» **Work order**: Output range, inclusive: from the line containing "Target: grass on cliff" to the line containing "Target: hazy horizon". Restate those lines from the data below word for word and only those.

» **Material for this exercise**:
-=-=-
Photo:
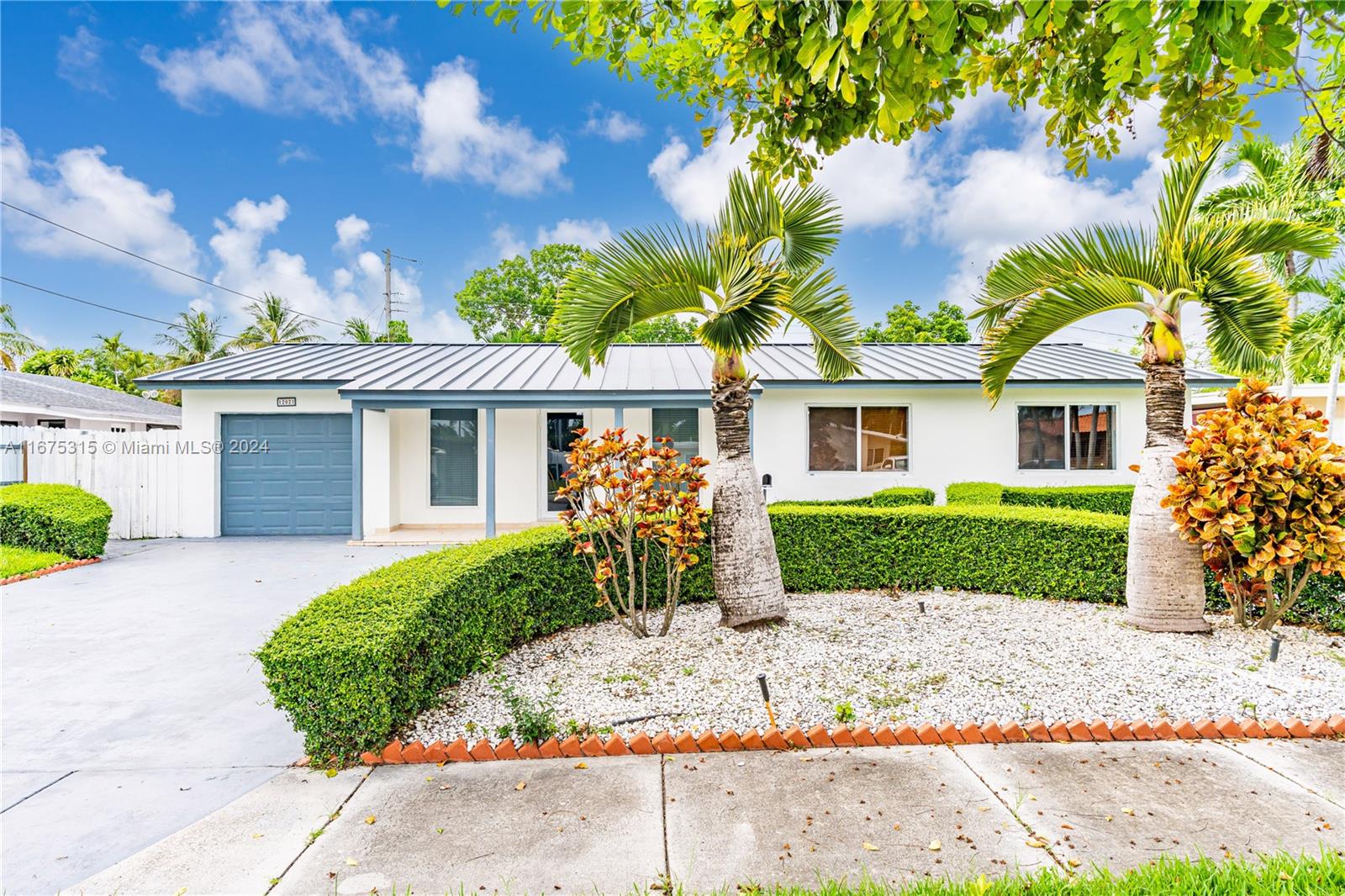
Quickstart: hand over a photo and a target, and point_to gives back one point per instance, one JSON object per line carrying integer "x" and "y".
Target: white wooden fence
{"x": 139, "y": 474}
-=-=-
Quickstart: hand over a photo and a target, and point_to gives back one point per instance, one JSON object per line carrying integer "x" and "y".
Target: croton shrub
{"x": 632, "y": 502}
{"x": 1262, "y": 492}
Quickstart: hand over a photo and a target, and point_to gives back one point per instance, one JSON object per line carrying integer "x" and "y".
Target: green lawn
-=-=-
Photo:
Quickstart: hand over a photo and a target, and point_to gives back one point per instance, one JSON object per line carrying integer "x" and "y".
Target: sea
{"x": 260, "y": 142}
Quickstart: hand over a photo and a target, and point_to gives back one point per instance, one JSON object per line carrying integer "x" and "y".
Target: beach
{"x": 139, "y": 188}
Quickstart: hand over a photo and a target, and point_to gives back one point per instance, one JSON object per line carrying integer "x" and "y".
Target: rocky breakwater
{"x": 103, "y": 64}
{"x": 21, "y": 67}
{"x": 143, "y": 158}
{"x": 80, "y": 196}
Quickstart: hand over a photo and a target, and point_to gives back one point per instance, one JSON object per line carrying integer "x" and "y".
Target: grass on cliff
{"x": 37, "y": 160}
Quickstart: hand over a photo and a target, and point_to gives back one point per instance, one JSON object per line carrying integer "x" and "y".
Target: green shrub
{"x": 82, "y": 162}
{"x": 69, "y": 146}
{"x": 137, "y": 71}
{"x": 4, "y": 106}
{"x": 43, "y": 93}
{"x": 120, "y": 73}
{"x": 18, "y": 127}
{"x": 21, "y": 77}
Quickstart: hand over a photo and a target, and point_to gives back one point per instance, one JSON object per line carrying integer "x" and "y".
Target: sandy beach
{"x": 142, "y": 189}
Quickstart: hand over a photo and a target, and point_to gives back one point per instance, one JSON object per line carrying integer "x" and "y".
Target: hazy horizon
-=-=-
» **Response**:
Target: grass on cliff
{"x": 37, "y": 160}
Quickstart: hand over a photo and a target, and point_to gives back one point per instance, one JSON object per line carrying integer "x" and "y".
Target: green shrub
{"x": 82, "y": 162}
{"x": 69, "y": 146}
{"x": 137, "y": 71}
{"x": 4, "y": 106}
{"x": 43, "y": 93}
{"x": 120, "y": 73}
{"x": 18, "y": 127}
{"x": 21, "y": 77}
Quickstart: hand over a photo and a target, and point_to gives back one point per instance, one JSON object per line carrying integer "x" and "y".
Target: sandy beach
{"x": 142, "y": 189}
Quickstart: hand over a photo and a target, and point_to gives back one point per instance, one JSON object per line carrying integer "x" and "y".
Target: hazy horizon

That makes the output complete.